ÜBUNGSDATEN:
┄┄┄┄┄┄
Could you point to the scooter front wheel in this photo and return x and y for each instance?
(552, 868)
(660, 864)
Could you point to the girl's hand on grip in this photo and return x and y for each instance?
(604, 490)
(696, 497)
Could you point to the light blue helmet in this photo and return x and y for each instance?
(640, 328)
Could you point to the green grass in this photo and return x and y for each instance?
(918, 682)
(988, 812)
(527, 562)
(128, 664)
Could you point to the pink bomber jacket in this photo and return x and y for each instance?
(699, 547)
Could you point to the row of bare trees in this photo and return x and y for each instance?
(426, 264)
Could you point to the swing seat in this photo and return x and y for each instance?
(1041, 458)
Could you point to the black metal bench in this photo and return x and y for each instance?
┄┄┄┄┄┄
AUFGABE:
Stelle sämtliche Einträge oben als nummerierte Liste dar und lass Leerzeilen weg.

LÖSUNG:
1. Could you point to the scooter front wheel in this photo and return x and y for each instance?
2. (552, 868)
3. (660, 864)
4. Could you point to the girl's hand on grip in this photo and return x and y for each instance?
5. (604, 490)
6. (696, 497)
7. Could you point to the light blue helmet in this photo and return x and y for each instance?
8. (640, 328)
9. Could you point to the green grass in this photo and return x and y for each instance?
10. (918, 682)
11. (988, 812)
12. (527, 562)
13. (128, 664)
14. Could you point to the pink bomber jacket in this photo and return x and y for each instance?
15. (699, 547)
16. Could you point to the row of bare trees in this photo and return x and y for each instance?
17. (426, 264)
18. Could you point to the swing seat in this photo and return x and y for each instance?
19. (1041, 458)
20. Could you point to the black metal bench in this photo and return x and y for each instance?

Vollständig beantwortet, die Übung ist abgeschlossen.